[Requirements]: Present every line of the rows below as a Markdown table with two columns, Number and Line, and skip any blank lines. Omit the pictures from the table.

[start of Extracted records]

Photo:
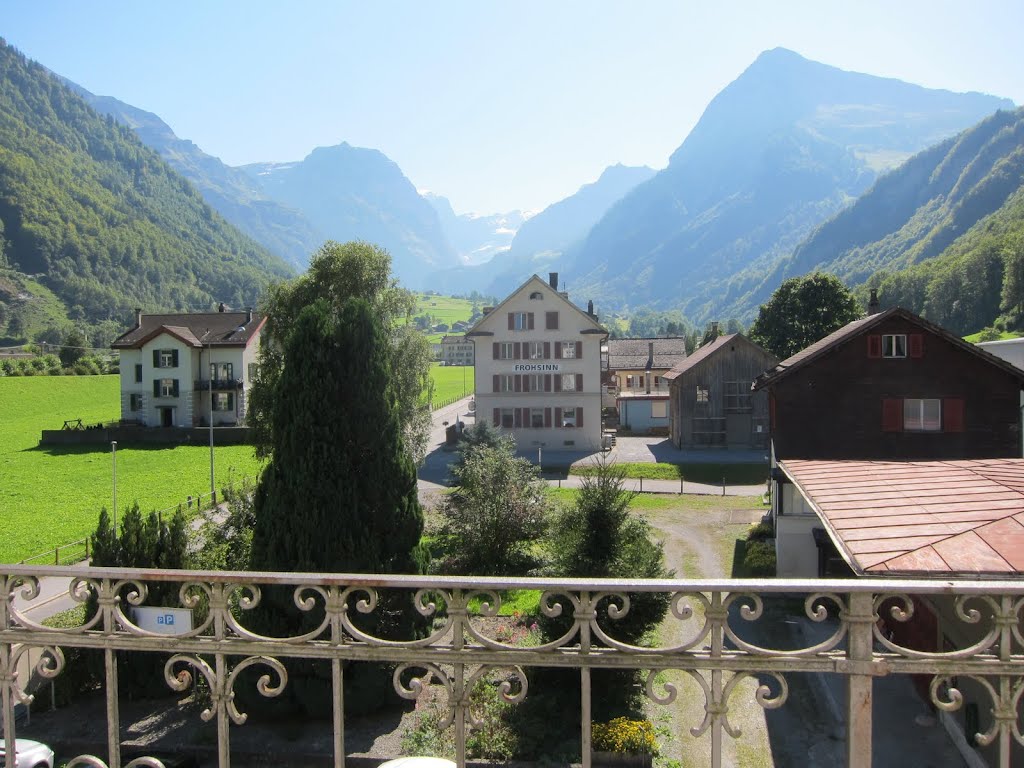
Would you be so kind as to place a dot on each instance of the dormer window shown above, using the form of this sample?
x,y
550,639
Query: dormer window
x,y
894,345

[end of Extracted records]

[Output of the task]:
| Number | Line |
|---|---|
| 1 | Photo: |
| 2 | Would you be so kind as to place a dot on each instance of the dormer window shown above, using the form of this sample? |
| 3 | x,y |
| 4 | 550,639 |
| 5 | Query: dormer window |
| 6 | x,y |
| 7 | 894,345 |